> [GIVEN REQUEST]
Please count the lines in the records below that contain the string "fruit", and give only that number.

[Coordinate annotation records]

---+---

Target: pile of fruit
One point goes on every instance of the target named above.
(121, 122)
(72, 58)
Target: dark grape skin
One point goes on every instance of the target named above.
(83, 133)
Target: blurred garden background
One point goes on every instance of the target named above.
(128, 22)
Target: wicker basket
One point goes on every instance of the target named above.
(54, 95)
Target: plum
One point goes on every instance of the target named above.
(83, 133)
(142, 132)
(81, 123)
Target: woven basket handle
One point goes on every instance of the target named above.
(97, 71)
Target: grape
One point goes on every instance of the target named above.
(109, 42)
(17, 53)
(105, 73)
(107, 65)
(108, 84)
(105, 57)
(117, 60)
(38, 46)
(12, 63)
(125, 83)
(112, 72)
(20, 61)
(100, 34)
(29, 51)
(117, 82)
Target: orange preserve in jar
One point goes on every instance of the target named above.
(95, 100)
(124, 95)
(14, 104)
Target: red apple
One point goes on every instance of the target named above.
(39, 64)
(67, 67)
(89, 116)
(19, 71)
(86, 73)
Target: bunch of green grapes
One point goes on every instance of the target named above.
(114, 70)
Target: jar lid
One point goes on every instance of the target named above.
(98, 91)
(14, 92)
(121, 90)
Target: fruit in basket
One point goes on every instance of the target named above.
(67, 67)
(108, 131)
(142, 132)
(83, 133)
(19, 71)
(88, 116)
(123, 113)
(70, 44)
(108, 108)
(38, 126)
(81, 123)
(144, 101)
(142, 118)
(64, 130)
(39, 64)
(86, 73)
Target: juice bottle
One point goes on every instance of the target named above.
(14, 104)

---+---

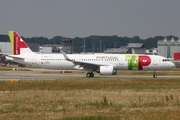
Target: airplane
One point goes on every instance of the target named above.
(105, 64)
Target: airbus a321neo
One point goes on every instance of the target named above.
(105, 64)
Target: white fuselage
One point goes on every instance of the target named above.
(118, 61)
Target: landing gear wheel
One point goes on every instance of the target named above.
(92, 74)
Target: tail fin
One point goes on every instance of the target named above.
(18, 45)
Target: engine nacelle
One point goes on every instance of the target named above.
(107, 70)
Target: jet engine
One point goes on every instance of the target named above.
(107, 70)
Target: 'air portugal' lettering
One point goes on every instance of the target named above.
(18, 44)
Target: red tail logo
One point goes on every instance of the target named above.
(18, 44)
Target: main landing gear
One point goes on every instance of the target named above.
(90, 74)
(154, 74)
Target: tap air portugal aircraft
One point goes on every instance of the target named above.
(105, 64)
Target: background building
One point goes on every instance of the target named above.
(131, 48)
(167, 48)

---+---

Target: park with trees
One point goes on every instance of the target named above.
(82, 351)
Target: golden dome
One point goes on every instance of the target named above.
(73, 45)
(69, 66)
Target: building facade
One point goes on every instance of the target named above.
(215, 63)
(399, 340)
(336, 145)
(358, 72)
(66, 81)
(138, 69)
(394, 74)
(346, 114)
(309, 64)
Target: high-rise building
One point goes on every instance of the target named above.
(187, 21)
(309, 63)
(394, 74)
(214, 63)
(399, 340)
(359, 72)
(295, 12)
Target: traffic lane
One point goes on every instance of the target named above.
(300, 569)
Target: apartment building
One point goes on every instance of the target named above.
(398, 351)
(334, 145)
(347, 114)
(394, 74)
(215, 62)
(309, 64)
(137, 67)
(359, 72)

---+---

> [ANSWER TO THE EXERCISE]
2